**WHAT TO WORK ON**
Within the records below, find each line that holds the string "black", then copy it.

MATERIAL SHOWN START

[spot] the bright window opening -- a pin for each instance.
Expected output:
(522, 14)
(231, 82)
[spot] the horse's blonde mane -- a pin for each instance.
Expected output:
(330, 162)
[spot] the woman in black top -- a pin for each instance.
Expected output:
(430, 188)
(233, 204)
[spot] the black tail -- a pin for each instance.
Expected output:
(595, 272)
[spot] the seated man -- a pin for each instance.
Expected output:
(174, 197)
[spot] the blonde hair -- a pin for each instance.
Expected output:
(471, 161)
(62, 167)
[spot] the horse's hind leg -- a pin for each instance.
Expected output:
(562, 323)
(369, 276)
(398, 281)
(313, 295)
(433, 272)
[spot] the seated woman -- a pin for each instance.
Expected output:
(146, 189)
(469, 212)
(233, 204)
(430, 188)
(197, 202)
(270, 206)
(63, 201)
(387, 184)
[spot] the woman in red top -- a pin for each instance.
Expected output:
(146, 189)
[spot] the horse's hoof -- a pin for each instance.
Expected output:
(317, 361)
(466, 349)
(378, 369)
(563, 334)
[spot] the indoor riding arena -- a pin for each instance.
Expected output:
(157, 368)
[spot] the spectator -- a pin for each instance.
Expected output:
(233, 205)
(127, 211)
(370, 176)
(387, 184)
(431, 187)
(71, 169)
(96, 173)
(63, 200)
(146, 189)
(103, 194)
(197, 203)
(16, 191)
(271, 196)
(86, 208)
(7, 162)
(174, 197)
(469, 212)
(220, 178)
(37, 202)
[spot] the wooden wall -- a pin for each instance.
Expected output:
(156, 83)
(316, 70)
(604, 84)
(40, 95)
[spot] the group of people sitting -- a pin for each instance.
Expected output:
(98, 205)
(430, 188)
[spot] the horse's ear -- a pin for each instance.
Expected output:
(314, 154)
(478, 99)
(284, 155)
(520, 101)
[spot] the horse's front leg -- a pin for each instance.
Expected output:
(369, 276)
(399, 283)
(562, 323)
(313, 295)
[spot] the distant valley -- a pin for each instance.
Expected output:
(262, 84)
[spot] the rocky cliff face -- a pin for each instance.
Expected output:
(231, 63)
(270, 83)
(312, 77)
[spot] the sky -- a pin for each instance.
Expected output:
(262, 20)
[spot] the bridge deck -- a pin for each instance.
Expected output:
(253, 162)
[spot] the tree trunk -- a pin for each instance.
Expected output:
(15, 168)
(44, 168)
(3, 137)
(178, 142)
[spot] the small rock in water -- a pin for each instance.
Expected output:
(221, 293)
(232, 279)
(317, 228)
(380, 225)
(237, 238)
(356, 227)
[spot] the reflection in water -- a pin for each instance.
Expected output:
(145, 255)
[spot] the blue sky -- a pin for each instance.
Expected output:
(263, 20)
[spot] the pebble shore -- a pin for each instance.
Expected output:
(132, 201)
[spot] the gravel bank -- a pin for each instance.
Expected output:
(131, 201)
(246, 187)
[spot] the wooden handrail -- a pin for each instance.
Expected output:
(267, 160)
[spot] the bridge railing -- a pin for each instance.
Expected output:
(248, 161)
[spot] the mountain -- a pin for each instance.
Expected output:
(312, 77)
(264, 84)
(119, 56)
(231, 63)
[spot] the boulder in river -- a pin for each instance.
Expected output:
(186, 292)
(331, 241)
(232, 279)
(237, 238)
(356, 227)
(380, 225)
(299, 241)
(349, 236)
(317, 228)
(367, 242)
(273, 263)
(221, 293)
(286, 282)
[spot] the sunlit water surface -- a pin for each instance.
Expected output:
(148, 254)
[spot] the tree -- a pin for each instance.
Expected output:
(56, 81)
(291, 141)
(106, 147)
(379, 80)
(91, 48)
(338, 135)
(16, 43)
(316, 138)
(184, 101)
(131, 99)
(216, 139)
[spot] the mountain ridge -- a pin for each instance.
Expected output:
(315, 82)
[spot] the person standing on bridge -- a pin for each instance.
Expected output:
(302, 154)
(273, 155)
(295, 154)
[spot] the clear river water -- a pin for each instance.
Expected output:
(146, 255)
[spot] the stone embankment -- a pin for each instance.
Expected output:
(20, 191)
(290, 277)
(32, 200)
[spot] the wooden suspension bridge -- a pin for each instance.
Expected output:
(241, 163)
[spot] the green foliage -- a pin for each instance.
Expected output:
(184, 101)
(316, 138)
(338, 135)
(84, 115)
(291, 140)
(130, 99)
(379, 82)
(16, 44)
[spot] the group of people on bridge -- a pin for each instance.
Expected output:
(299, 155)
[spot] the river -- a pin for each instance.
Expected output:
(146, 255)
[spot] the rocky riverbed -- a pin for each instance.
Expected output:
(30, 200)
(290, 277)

MATERIAL SHOWN END

**SOLUTION FOR THIS PROBLEM**
[spot] the woman in black top -- a pin for each instance.
[spot] the black tail -- a pin for each instance.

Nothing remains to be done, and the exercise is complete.